The exercise
Pick out each line in the material below that contains the word "blue", and copy those lines. Case counts.

Records for this task
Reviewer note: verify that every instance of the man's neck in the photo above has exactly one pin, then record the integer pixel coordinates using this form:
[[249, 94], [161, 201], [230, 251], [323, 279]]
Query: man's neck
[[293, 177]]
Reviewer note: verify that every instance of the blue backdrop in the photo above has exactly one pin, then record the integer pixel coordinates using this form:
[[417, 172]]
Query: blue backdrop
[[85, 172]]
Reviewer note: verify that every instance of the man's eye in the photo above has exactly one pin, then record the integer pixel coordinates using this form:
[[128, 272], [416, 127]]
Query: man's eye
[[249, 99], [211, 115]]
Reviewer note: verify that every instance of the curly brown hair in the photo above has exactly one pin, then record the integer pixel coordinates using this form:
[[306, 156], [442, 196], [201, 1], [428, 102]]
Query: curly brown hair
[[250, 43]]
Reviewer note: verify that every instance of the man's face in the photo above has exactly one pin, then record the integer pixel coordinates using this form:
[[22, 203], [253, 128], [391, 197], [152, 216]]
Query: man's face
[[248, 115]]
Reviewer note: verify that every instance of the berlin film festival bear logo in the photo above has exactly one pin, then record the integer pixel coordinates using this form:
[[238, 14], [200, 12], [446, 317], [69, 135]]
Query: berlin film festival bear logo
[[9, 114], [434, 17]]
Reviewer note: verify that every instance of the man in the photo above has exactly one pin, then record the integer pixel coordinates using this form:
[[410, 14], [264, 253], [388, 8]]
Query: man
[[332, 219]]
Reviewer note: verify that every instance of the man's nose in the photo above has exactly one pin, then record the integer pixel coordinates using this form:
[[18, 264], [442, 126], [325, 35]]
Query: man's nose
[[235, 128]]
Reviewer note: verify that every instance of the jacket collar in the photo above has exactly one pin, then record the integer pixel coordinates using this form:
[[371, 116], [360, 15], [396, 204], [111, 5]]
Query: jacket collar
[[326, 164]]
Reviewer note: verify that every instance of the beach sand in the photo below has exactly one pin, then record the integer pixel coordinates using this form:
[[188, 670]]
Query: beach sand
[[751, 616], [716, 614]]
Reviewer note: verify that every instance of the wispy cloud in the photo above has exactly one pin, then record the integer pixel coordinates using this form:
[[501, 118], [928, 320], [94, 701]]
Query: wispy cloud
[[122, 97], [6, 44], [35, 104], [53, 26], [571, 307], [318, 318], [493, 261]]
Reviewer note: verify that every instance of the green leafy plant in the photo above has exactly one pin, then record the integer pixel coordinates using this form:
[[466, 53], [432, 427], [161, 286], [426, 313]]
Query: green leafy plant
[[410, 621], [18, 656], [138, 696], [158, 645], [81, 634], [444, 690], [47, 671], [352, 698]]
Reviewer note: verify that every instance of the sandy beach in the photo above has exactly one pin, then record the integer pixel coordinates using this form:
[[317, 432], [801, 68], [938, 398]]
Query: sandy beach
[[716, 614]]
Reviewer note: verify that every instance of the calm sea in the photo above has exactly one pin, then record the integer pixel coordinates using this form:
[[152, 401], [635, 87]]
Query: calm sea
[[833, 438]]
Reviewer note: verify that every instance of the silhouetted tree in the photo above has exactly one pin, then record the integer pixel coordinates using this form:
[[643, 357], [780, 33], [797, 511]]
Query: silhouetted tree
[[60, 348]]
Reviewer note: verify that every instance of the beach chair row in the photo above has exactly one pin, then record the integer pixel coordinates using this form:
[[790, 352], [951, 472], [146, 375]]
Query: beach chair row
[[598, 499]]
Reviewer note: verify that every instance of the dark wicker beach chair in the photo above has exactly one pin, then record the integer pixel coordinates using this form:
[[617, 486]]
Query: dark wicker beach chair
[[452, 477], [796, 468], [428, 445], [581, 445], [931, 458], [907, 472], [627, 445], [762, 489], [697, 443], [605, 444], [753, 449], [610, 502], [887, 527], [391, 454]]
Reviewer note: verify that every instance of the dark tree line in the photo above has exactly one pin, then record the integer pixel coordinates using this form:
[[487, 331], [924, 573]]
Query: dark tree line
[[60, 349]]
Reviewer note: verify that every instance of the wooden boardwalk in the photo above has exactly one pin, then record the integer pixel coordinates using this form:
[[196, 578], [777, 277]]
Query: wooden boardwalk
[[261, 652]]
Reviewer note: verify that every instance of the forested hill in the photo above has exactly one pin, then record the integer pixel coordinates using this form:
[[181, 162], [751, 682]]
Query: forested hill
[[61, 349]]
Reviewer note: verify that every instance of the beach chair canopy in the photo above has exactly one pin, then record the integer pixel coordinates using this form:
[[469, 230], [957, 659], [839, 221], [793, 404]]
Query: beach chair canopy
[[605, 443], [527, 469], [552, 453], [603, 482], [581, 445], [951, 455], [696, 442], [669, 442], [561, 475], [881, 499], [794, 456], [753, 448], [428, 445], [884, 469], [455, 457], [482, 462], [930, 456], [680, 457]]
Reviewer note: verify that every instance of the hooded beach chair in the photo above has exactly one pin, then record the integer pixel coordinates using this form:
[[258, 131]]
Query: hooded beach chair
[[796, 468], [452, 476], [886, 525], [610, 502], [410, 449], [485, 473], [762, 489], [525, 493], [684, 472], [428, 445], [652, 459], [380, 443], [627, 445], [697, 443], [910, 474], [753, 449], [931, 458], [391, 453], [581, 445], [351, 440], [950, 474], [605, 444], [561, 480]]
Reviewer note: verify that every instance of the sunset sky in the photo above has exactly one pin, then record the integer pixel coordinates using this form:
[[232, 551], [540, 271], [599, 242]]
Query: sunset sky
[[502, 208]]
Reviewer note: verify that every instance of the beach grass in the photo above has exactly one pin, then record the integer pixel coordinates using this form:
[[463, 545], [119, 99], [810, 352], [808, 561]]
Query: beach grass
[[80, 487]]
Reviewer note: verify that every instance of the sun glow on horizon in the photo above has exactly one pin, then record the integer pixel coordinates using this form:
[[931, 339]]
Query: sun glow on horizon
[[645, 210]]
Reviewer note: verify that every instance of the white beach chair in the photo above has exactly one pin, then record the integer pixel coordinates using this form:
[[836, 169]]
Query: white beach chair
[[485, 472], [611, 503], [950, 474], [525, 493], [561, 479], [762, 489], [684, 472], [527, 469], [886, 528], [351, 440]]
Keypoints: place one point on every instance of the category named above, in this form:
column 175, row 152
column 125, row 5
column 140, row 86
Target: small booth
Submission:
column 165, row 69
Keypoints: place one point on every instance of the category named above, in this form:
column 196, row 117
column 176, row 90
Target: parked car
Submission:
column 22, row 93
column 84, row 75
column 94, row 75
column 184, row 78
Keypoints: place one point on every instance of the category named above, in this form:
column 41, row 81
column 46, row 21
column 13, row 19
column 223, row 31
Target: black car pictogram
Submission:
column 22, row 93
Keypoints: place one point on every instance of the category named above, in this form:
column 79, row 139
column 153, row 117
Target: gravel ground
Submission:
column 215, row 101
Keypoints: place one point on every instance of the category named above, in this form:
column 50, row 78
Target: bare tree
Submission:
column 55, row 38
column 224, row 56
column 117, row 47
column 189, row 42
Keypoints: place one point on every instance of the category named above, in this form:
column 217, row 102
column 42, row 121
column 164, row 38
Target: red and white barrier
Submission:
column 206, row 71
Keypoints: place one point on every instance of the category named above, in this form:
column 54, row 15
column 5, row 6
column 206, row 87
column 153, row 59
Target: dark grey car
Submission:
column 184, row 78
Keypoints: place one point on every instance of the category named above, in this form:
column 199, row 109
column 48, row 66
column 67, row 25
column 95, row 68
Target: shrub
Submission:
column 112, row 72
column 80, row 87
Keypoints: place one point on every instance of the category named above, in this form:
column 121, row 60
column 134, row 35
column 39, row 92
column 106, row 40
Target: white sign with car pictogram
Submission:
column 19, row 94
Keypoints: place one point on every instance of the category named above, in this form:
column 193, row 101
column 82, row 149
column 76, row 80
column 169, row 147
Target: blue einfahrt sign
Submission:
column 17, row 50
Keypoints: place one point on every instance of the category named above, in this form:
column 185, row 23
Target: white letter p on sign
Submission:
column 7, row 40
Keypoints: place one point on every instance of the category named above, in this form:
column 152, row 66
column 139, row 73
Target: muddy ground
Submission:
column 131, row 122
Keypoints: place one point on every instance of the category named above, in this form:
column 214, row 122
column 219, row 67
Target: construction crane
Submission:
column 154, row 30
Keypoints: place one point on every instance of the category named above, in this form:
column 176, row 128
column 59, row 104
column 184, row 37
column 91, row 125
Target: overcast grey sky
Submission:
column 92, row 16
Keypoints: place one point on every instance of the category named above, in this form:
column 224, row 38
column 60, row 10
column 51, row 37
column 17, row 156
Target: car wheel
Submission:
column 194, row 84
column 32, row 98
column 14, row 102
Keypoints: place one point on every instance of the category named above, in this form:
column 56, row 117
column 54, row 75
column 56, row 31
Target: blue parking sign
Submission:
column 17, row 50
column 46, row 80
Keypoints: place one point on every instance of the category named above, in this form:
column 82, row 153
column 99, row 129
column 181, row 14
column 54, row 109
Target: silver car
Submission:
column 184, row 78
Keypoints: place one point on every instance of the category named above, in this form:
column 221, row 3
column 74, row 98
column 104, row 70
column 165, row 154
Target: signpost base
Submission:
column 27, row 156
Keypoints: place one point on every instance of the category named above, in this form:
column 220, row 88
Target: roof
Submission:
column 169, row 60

Result below
Reviewer note: verify that every instance of the blue backdrop in the photo above has exactly one pin, then record the integer pixel coordinates using this form:
Query: blue backdrop
Target: blue einfahrt sign
Target: blue parking sign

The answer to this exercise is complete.